## Document extract
(Reprinted from Amboy Beacon, Jan. 5, 2011)
SOUTH AMBOY — City Council President Fred Henry was expected to be sworn-in
as Mayor before the Council reorganizes today at 6 p.m. at City Hall, N.
Broadway, but his final status as South Amboy’s new Chief Executive has been
put-off until after a hearing before Superior Court Judge Phillip Paley,
sitting in New Brunswick, on Monday, Jan. 10, at 8:30 a.m.
Copies of the filings by interested parties in the case have been obtained
by the Amboy Beacon.
Late last week, the Judge ordered that administration of the oath-of-office
to Henry as the city’s first new Mayor in over two decades take-place
before Tuesday, Jan. 11, when a decision is expected to be made on contested
ballots.
However, any appointments by Henry would be temporary until the election is
settled.
This follows submission of a seven-page petition to Paley by Christopher
Struben, attorney for Independent candidate Mary O’Connor, and filing of a
six-page cross-petition by Michael Baker, attorney for Henry.
The Middlesex County Board of Elections, represented by Deputy Attorney
General Donna Kelly, also is a party to the case, but did not file any
documents.
The wild-card in the case is participation as an “amicus curiae” (friend
of the court) by Senior Counsel Flavio Komuves of the American Civil
Liberties Union (ACLU) of New Jersey Foundation, Newark, who submitted to Paley a
19-page brief detailing its legal arguments concerning voters allegedly denied
their rights by election officials. ACLU’s interest in the matter stems
from its support for “the Constitutional right of individuals to vote, and to
have their votes counted.”
The ACLU submission maintains that Alexa Hess, whose provisional ballot was
rejected; Michael Berardo, whose MIB was voided, and Eric Cheng, who was
denied a provisional ballot, were deprived-of their rights; that Henry’s
three-vote “win” should therefore be set-aside, and that a new election should
be held.
The O’Connor petition, prepared by Struben partner Michael Percario, takes
the same positions regarding Hess, Berardo and Cheng.

## Dataset excerpts
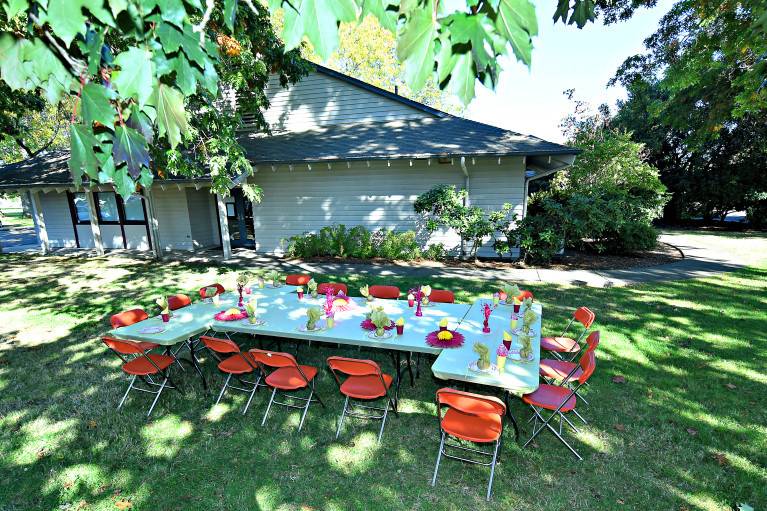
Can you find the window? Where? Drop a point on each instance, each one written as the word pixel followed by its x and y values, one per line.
pixel 134 209
pixel 107 207
pixel 81 208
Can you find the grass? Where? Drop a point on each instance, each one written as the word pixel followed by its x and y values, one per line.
pixel 685 431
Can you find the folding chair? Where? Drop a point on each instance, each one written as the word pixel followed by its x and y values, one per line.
pixel 285 375
pixel 563 347
pixel 385 292
pixel 559 400
pixel 441 296
pixel 297 279
pixel 335 287
pixel 178 301
pixel 472 417
pixel 143 365
pixel 219 290
pixel 236 365
pixel 362 380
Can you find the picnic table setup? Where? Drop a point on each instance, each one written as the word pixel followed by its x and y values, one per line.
pixel 494 343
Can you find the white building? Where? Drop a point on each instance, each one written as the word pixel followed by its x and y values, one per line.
pixel 341 152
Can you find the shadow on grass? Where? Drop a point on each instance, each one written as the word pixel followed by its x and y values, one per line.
pixel 657 437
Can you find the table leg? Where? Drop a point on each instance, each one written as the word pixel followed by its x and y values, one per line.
pixel 510 415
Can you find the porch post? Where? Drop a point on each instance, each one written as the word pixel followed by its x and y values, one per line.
pixel 223 226
pixel 95 229
pixel 37 214
pixel 154 225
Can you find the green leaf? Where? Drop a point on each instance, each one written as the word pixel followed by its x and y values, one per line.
pixel 13 7
pixel 185 77
pixel 13 69
pixel 517 23
pixel 95 105
pixel 173 11
pixel 134 80
pixel 462 78
pixel 82 158
pixel 415 47
pixel 130 147
pixel 171 116
pixel 230 12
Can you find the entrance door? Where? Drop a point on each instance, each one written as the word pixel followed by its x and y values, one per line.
pixel 239 216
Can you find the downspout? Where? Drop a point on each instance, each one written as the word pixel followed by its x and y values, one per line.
pixel 466 201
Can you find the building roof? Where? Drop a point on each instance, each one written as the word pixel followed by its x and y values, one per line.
pixel 425 137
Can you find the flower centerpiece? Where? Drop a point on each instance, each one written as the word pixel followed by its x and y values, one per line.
pixel 400 324
pixel 501 353
pixel 381 321
pixel 313 315
pixel 242 281
pixel 483 362
pixel 365 291
pixel 311 286
pixel 162 302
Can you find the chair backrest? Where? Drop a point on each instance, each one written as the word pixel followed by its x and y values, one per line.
pixel 588 363
pixel 220 345
pixel 178 301
pixel 297 279
pixel 386 292
pixel 592 341
pixel 274 359
pixel 219 290
pixel 584 316
pixel 123 347
pixel 353 366
pixel 127 318
pixel 333 286
pixel 441 296
pixel 468 402
pixel 525 294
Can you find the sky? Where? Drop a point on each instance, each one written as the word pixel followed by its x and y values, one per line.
pixel 531 101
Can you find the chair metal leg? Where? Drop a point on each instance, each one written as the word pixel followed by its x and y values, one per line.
pixel 226 383
pixel 492 469
pixel 130 386
pixel 157 397
pixel 271 400
pixel 439 457
pixel 306 409
pixel 341 420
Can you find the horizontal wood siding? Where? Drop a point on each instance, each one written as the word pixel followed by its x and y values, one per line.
pixel 378 196
pixel 321 100
pixel 173 219
pixel 58 220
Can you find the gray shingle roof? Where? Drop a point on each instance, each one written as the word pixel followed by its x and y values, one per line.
pixel 413 138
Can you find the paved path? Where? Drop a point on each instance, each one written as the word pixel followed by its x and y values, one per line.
pixel 704 255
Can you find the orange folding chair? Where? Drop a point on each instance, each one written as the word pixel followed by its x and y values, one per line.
pixel 563 347
pixel 441 296
pixel 143 365
pixel 283 374
pixel 178 301
pixel 385 292
pixel 237 365
pixel 297 279
pixel 362 380
pixel 472 417
pixel 219 290
pixel 335 287
pixel 559 401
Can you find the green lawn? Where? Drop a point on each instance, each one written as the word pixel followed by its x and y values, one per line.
pixel 686 430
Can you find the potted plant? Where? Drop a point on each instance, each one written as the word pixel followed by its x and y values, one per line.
pixel 379 318
pixel 162 302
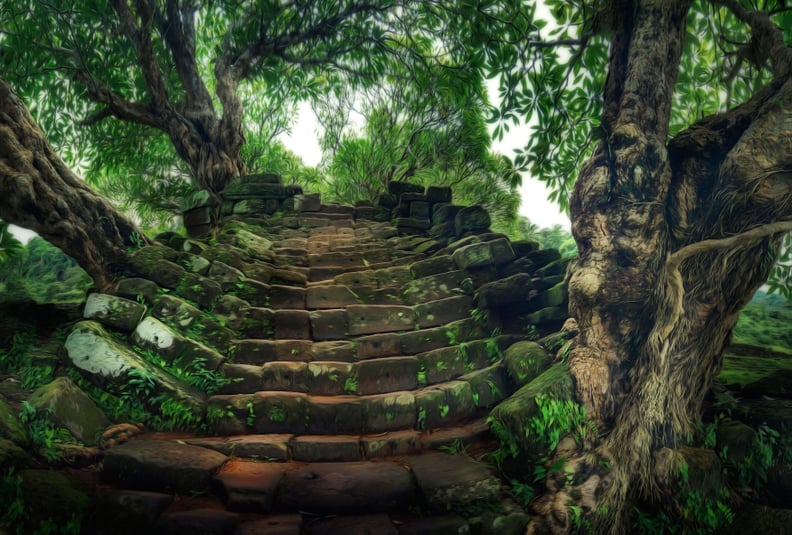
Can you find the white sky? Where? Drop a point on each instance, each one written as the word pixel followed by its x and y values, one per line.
pixel 303 141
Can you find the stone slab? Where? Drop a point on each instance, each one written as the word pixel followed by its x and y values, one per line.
pixel 248 486
pixel 346 488
pixel 161 465
pixel 447 480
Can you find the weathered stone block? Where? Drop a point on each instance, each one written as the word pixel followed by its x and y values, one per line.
pixel 279 412
pixel 199 289
pixel 502 251
pixel 292 324
pixel 170 345
pixel 113 311
pixel 432 266
pixel 420 209
pixel 488 386
pixel 334 415
pixel 320 448
pixel 161 465
pixel 284 375
pixel 413 223
pixel 99 355
pixel 329 324
pixel 472 219
pixel 309 202
pixel 136 288
pixel 398 188
pixel 435 194
pixel 292 297
pixel 371 487
pixel 227 276
pixel 388 374
pixel 371 319
pixel 327 378
pixel 248 486
pixel 525 361
pixel 506 292
pixel 450 481
pixel 330 296
pixel 71 409
pixel 341 351
pixel 473 256
pixel 245 378
pixel 378 345
pixel 442 364
pixel 389 412
pixel 442 311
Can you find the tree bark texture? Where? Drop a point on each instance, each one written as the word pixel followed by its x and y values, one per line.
pixel 674 239
pixel 40 193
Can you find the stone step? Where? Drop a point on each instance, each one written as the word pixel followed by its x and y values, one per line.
pixel 292 321
pixel 242 495
pixel 438 406
pixel 335 448
pixel 259 351
pixel 374 376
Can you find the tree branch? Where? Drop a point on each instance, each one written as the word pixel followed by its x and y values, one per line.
pixel 742 240
pixel 766 36
pixel 140 37
pixel 178 29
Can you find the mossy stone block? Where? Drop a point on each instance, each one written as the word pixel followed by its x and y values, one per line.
pixel 71 409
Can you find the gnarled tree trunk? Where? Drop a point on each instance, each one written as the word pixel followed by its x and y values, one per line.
pixel 39 192
pixel 674 239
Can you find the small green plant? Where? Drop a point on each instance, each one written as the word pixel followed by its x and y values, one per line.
pixel 422 381
pixel 480 316
pixel 277 414
pixel 422 418
pixel 493 349
pixel 557 418
pixel 44 434
pixel 13 500
pixel 350 384
pixel 251 416
pixel 456 447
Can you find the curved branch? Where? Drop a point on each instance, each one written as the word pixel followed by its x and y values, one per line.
pixel 768 38
pixel 178 29
pixel 742 240
pixel 140 37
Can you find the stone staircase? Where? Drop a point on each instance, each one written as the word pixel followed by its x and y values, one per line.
pixel 353 350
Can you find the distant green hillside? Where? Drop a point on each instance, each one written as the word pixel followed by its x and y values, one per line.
pixel 42 273
pixel 766 321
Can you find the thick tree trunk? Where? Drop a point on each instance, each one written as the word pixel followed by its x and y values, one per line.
pixel 674 239
pixel 39 192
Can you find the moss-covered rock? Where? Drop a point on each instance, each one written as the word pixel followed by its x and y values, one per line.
pixel 169 344
pixel 113 311
pixel 110 363
pixel 10 426
pixel 71 409
pixel 524 361
pixel 54 497
pixel 510 419
pixel 12 456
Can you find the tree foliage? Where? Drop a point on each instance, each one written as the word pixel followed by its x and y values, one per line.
pixel 426 125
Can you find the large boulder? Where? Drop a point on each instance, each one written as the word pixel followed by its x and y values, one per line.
pixel 472 219
pixel 113 311
pixel 72 409
pixel 154 335
pixel 108 362
pixel 524 361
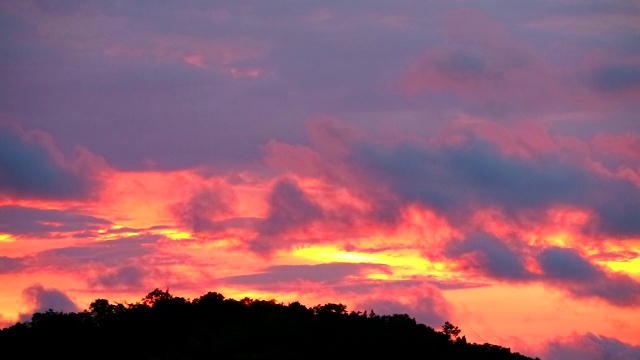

## Tasks for this exercise
1. Copy the passage of the South Amboy mayoral article from "Broadway, but his" to "attorney for Henry.".
2. For each statement, say whether it agrees with the South Amboy mayoral article, and quote the words from the article that decide it.
(a) The Middlesex County Board of Elections filed documents in the case.
(b) The hearing before Judge Paley is set for 8:30 a.m. on Monday, Jan. 10.
(c) Michael Baker is the attorney for Mary O'Connor.
3. Answer these questions using the South Amboy mayoral article.
(a) At what time does the Council reorganize?
(b) How many pages long is the brief the ACLU submitted to Paley?
(c) Who prepared the O'Connor petition?

## Full answers
1.
Broadway, but his final status as South Amboy’s new Chief Executive has been
put-off until after a hearing before Superior Court Judge Phillip Paley,
sitting in New Brunswick, on Monday, Jan. 10, at 8:30 a.m.
Copies of the filings by interested parties in the case have been obtained
by the Amboy Beacon.
Late last week, the Judge ordered that administration of the oath-of-office
to Henry as the city’s first new Mayor in over two decades take-place
before Tuesday, Jan. 11, when a decision is expected to be made on contested
ballots.
However, any appointments by Henry would be temporary until the election is
settled.
This follows submission of a seven-page petition to Paley by Christopher
Struben, attorney for Independent candidate Mary O’Connor, and filing of a
six-page cross-petition by Michael Baker, attorney for Henry.

2.
(a) No: "but did not file any documents."
(b) Yes: "on Monday, Jan. 10, at 8:30 a.m."
(c) No: "Michael Baker, attorney for Henry."

3.
(a) 6 p.m.
(b) 19 pages
(c) Struben partner Michael Percario